Extrait du texte:
=====
Car lorsqu'il y a un maître-autel avec un tabernacle monumental, on
l'utilise quand même malgré tout, parce que c'est plus pratique au
moment de la communion. Mais, naturellement, la célébration a lieu
sur une table ou un autel portatif qui sera placé devant ou en bas
des marches, pour qu'on puisse en faire le tour. Et, de fait, c'est
ce petit meuble que le célébrant en arrivant, après dans le
meilleur des cas une génuflexion protocolaire vers le tabernacle, va
vénérer d'un baiser, puis encenser comme si c'était Jésus
lui-même ; alors qu'il lui tourne le dos au tabernacle, en
l’ignorant superbement pendant toute la messe ! Comment donc
les prêtres pourraient-ils ne pas être en court-circuit permanent,
et éventuellement disjoncter carrément, à subir pareil traitement,
quotidiennement, on nous ment, et au cœur de l'Action la plus
sublime de leur ministère.
=====
Données sources:
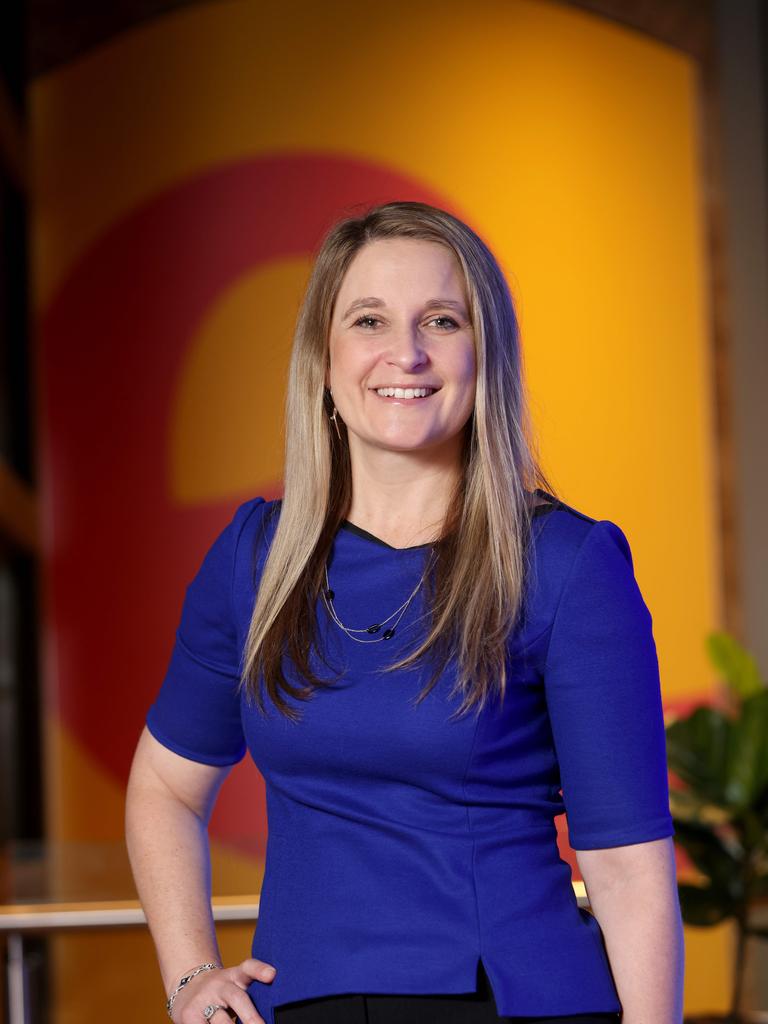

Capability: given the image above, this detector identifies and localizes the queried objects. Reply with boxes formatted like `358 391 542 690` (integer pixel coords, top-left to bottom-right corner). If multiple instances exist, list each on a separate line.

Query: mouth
371 387 440 401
=====
Consigne A: D'après l'extrait sur l'autel et le tabernacle, pour quelle raison se sert-on encore du maître-autel lorsqu'il en existe un avec un tabernacle monumental ? Répondez en une à trois phrases.
Consigne B: Poursuivez l'extrait sur l'autel et le tabernacle à la suite de sa dernière phrase.
Les données présentées n'ont aucun lien avec l'extrait sur l'autel et le tabernacle.

Réponse rédigée A: On continue d'utiliser le maître-autel parce que c'est plus pratique au moment de la communion.

Réponse rédigée B:
Et
avant eux les Séminaristes, dont toute la formation se déroule sous
le signe de la même injonction contradictoire. Ce dont on peut se
convaincre, si l'on superpose les premiers numéros du Directoire
pour le ministère et la vie des prêtres, disons le produit fini ;
et les premiers numéros de la dernière Ratio Fundamentalis
promulguée par Rome et appliquée par chaque Conférence épiscopale
pour son territoire, qui donne le plan de formation. En 2013, au
numéro 1, le Directoire, en une fulgurance capitale, formule le
fondement et la clé de voûte du sacerdoce catholique en ces
termes : « le sacerdoce ministériel trouve sa raison
d'être dans cette perspective de l'union vitale et opérationnelle
de l’Église avec le Christ. En effet, grâce à ce ministère, le
Seigneur continue à exercer au milieu de son peuple, les fonctions
qui ne reviennent qu'à lui en tant que Tête de son Corps ».
Autrement dit, il n'est pas dans l’Église comme l'une de ses
fonctions, mais il survient continuellement comme Jésus en personne.
Et le Directoire explique : « le sacerdoce ministériel
prouve que le Christ n'a pas abandonné son Église, mais qu'il
continue à lui donner la vie grâce à son sacerdoce éternel. Ce
don institué par le Christ, a d'abord été conféré aux Apôtres,
et se continue dans l’Église à travers leurs successeurs les
Évêques, qui le transmettent à un degré subordonné aux
prêtres. »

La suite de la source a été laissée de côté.